STATED PROBLEM 1 =
According to the obituary below, in what year did Life hire Martha Holmes?

DOCUMENT TEXT =
━━━━

NEW YORK -- Martha Holmes, a former Life magazine photographer known for her signature pictures of famous people including painter Jackson Pollock and film stars Humphrey Bogart and Lauren Bacall, has died. She was 83.
Ms. Holmes died at home in Manhattan on Sept. 19, said Bobbi Baker Burrows, a Life picture editor who worked with Holmes. She said family members had reported that the death was from natural causes.
A native of Louisville, Ky., Ms. Holmes was hired by Life in 1944 from The Courier-Journal in Louisville, after another Life photographer on assignment there noticed her work.
She was the third female addition to the magazine staff and worked mainly out of Los Angeles, Washington, D.C., and later New York.
``Martha Holmes was a rarity among professional photographers, because everybody liked her," former Life managing editor Ralph Graves said in a statement. ``She made people feel she cared just as much about them as she did about getting her pictures."
In 1949, Ms. Holmes photographed Pollock at work with a cigarette dangling from his mouth.
The image became a US postage stamp, ``with the cigarette airbrushed out," Burrows said.

━━━━

EXTRACTED DATA =

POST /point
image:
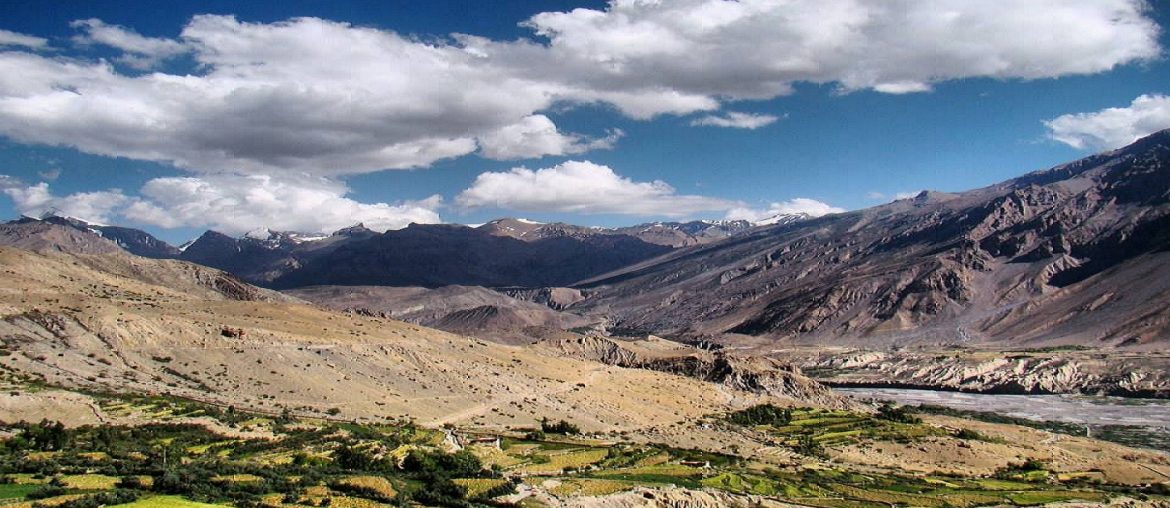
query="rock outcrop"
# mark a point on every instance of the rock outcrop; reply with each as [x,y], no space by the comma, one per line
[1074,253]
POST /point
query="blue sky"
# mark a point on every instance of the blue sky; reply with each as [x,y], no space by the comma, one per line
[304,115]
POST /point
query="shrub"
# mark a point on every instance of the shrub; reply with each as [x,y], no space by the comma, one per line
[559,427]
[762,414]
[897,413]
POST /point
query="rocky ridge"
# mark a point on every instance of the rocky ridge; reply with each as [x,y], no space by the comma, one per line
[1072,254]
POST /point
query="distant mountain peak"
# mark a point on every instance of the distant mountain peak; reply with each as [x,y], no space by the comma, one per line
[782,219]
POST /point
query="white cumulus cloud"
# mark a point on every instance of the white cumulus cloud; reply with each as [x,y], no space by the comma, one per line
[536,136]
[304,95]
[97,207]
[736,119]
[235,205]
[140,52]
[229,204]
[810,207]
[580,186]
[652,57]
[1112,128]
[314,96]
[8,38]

━━━━

STATED PROBLEM 2 =
Pick out every line in the entries above that contains the string "outcrop".

EXERCISE SOLUTION 1 =
1944

EXERCISE SOLUTION 2 =
query="rock outcrop"
# mark a point on every instance of the rock outcrop; reply with each as [x,y], no space by the comma, one per line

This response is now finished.